Reproduce every one of the records below line for line, without any changes, and omit the pictures from your copy.

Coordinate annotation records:
++++++++

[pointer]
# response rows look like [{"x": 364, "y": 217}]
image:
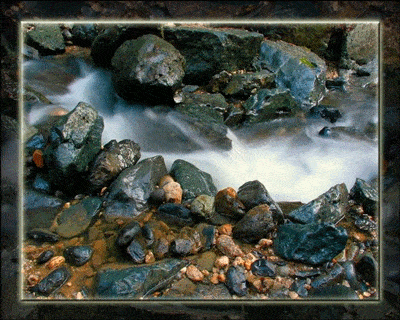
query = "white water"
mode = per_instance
[{"x": 296, "y": 167}]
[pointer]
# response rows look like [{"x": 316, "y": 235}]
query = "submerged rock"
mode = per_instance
[
  {"x": 147, "y": 69},
  {"x": 313, "y": 243},
  {"x": 137, "y": 282}
]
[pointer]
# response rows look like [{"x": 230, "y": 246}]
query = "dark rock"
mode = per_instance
[
  {"x": 335, "y": 275},
  {"x": 138, "y": 281},
  {"x": 366, "y": 195},
  {"x": 253, "y": 193},
  {"x": 77, "y": 218},
  {"x": 194, "y": 182},
  {"x": 236, "y": 281},
  {"x": 42, "y": 235},
  {"x": 45, "y": 256},
  {"x": 111, "y": 160},
  {"x": 51, "y": 282},
  {"x": 147, "y": 69},
  {"x": 209, "y": 50},
  {"x": 263, "y": 268},
  {"x": 270, "y": 104},
  {"x": 367, "y": 268},
  {"x": 258, "y": 223},
  {"x": 133, "y": 186},
  {"x": 335, "y": 292},
  {"x": 313, "y": 243},
  {"x": 297, "y": 69},
  {"x": 328, "y": 207},
  {"x": 127, "y": 234},
  {"x": 47, "y": 39},
  {"x": 68, "y": 157},
  {"x": 175, "y": 214},
  {"x": 228, "y": 204},
  {"x": 136, "y": 252},
  {"x": 78, "y": 255}
]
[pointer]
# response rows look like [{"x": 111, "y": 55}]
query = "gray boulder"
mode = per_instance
[{"x": 147, "y": 69}]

++++++++

> _Problem solution_
[pointer]
# response rows look like [{"x": 364, "y": 217}]
image:
query = "white water"
mode = per_instance
[{"x": 296, "y": 167}]
[pointer]
# response rows look like [{"x": 316, "y": 235}]
query = "submerged rock"
mode = per_instance
[
  {"x": 147, "y": 69},
  {"x": 313, "y": 243},
  {"x": 137, "y": 282}
]
[pointer]
# response rows look like [{"x": 230, "y": 246}]
query = "dark rock"
mode = per_instance
[
  {"x": 335, "y": 275},
  {"x": 138, "y": 281},
  {"x": 366, "y": 195},
  {"x": 253, "y": 193},
  {"x": 77, "y": 218},
  {"x": 194, "y": 182},
  {"x": 236, "y": 281},
  {"x": 42, "y": 235},
  {"x": 45, "y": 256},
  {"x": 111, "y": 160},
  {"x": 51, "y": 282},
  {"x": 147, "y": 69},
  {"x": 209, "y": 50},
  {"x": 263, "y": 268},
  {"x": 270, "y": 104},
  {"x": 367, "y": 268},
  {"x": 258, "y": 223},
  {"x": 133, "y": 186},
  {"x": 335, "y": 292},
  {"x": 313, "y": 243},
  {"x": 297, "y": 69},
  {"x": 328, "y": 207},
  {"x": 127, "y": 234},
  {"x": 47, "y": 39},
  {"x": 68, "y": 157},
  {"x": 175, "y": 214},
  {"x": 228, "y": 204},
  {"x": 136, "y": 252},
  {"x": 78, "y": 255}
]
[pointer]
# response rows look like [{"x": 111, "y": 55}]
query = "gray boulder"
mode = per_instance
[{"x": 147, "y": 69}]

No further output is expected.